*Records supplied*.
━━━━━━━━━━
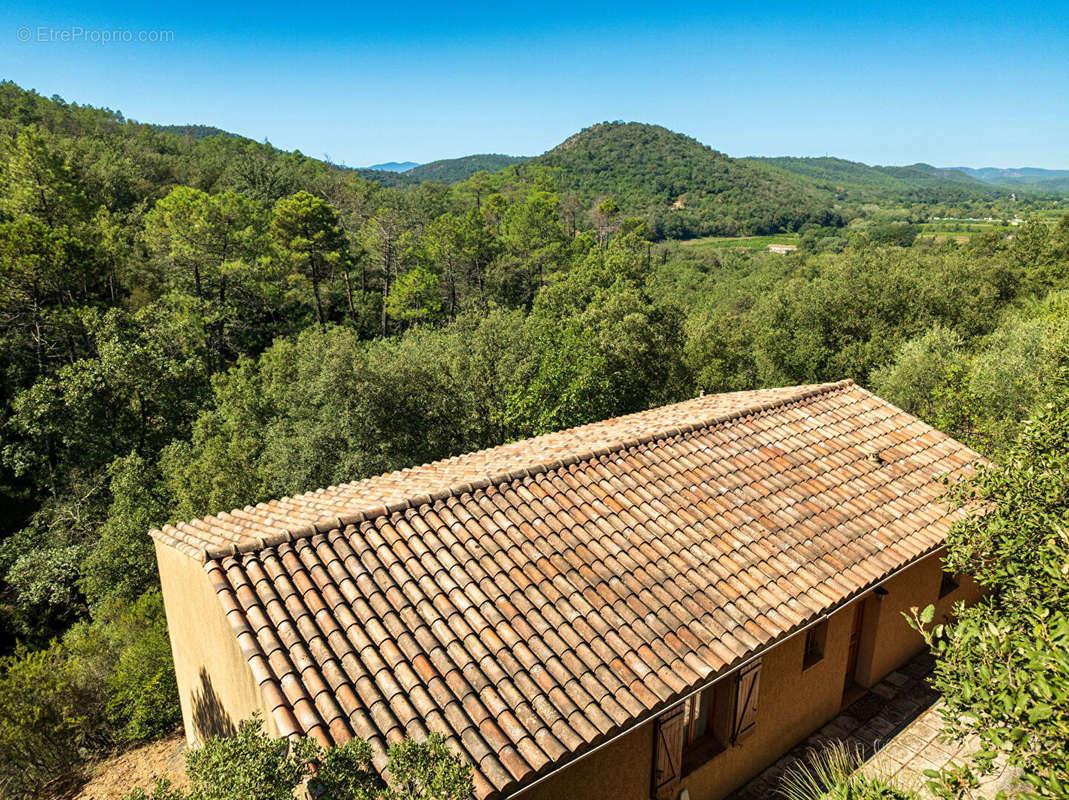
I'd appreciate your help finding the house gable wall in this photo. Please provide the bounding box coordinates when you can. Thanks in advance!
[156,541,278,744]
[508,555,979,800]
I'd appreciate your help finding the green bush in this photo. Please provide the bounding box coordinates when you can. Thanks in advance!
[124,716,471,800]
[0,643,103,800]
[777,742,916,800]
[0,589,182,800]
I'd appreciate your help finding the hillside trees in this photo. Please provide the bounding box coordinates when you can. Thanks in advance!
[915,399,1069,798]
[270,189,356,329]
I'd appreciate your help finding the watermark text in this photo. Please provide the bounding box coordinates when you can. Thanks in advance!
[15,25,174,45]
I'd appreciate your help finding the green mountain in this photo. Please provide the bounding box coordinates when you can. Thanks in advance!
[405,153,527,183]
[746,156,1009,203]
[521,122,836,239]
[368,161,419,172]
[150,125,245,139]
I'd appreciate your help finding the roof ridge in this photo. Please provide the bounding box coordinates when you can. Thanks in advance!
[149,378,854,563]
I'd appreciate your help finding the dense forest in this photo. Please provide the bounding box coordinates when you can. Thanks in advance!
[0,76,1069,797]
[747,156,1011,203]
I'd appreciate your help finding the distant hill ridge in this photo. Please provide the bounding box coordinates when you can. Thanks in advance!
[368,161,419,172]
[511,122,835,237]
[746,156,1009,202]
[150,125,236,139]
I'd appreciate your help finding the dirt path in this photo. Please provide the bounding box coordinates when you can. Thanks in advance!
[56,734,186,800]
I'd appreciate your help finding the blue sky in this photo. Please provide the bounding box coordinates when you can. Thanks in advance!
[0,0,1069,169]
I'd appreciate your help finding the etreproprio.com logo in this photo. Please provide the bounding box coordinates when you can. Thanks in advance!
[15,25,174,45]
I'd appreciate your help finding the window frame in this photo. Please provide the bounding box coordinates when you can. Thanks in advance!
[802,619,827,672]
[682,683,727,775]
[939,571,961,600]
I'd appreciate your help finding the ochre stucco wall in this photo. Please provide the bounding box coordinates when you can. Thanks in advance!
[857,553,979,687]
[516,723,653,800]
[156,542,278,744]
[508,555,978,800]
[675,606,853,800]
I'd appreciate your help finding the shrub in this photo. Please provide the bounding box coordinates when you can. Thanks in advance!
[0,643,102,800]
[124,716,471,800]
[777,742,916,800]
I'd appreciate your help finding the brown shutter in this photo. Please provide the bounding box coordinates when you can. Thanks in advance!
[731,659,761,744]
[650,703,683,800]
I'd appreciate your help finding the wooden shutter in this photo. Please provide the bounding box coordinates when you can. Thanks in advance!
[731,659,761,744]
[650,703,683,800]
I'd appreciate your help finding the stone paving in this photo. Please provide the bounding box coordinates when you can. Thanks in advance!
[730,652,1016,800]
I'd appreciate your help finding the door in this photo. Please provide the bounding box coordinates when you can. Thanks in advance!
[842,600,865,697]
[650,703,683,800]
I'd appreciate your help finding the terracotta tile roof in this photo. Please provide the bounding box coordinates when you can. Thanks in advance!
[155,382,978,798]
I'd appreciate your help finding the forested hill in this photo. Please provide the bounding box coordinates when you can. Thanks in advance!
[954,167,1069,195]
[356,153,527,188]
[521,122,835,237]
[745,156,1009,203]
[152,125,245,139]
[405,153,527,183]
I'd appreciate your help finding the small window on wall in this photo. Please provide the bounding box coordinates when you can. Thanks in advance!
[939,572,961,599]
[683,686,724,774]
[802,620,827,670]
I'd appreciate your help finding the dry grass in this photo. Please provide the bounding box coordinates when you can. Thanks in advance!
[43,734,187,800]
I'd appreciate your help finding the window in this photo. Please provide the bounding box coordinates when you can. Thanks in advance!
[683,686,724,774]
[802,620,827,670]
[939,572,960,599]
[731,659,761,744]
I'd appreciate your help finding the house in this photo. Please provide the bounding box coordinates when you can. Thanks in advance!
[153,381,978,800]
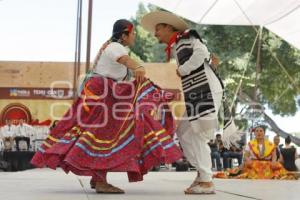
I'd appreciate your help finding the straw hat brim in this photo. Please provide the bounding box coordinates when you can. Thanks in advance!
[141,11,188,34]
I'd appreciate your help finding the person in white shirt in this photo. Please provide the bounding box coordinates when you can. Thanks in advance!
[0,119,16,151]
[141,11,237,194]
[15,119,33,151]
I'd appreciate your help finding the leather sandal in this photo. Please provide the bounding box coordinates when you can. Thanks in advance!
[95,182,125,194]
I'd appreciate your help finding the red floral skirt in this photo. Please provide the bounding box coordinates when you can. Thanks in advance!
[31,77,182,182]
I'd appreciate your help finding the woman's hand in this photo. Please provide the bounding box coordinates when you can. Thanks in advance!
━━━━━━━━━━
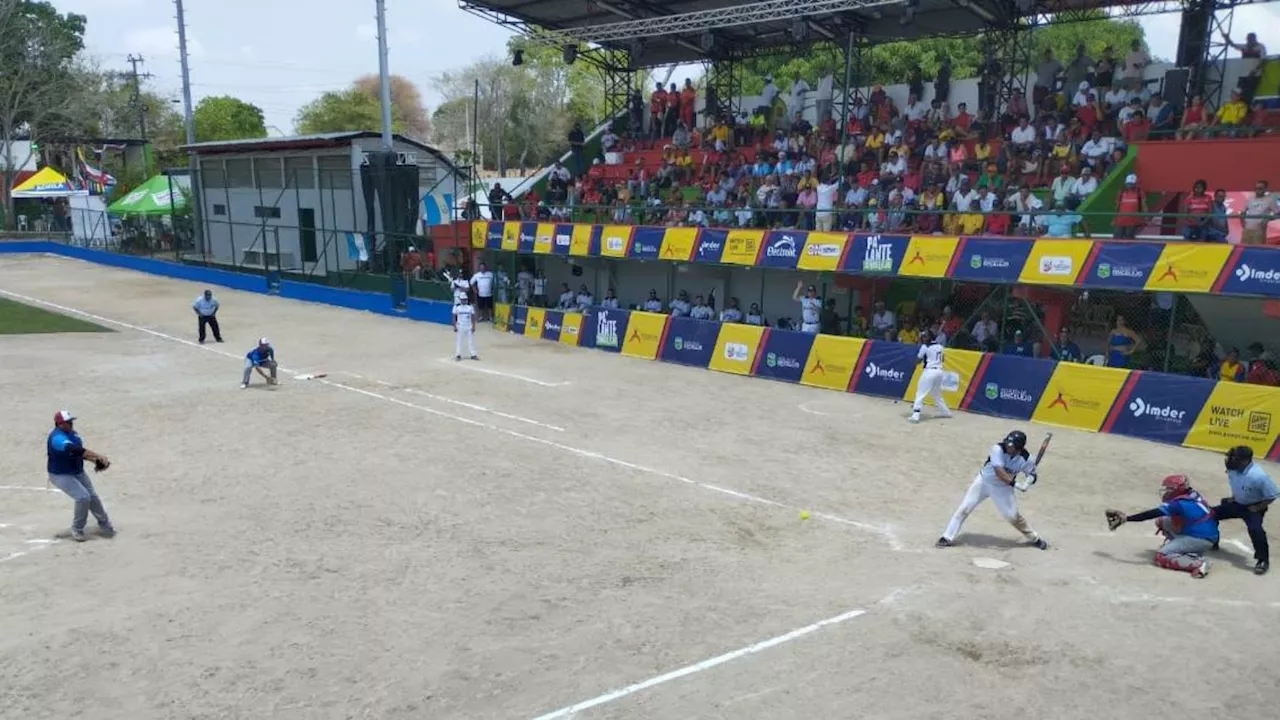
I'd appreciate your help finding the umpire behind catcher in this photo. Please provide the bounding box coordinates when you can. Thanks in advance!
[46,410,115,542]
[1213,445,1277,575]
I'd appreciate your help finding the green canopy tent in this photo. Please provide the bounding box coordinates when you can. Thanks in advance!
━━━━━━━━━━
*Directions for this task*.
Reproduce everything from the line containing "I'd appreciate your help finding the window in" down to the line containing "[31,77,182,182]", both included, and add -18 to every bounding box coordinate. Leave the pictures out.

*Correct response*.
I'd appreciate your help finding the window in this photo. Please provide the bounding box coordinates when you can. Thanks in advance!
[665,668,706,756]
[784,602,809,652]
[921,554,942,581]
[713,641,743,726]
I'd appreciate your help finding the house in this photo. Please provide the bounding box coordinates when you can. Thanks in advance!
[135,363,960,782]
I'd appreciate your help finding the straw hat brim in this photo. Please provide the bounding box coordinates when you can. Thanks in advance!
[123,-7,170,16]
I'd appreciate your help finding the person in white shirt in this photo. Please provide the bounding box coordinates when you can. Thanks in advance!
[-18,101,-2,133]
[123,-7,219,176]
[-3,101,15,133]
I'd appreciate your help finding the leather sandal in this photo. Please provide the bounding box coordinates when you can. Thanks in advance!
[77,164,107,176]
I'd appreciate your help finding the red floral skirt in this photo. Please provide the bounding box coordinates when you can. Thanks in advance!
[13,59,164,164]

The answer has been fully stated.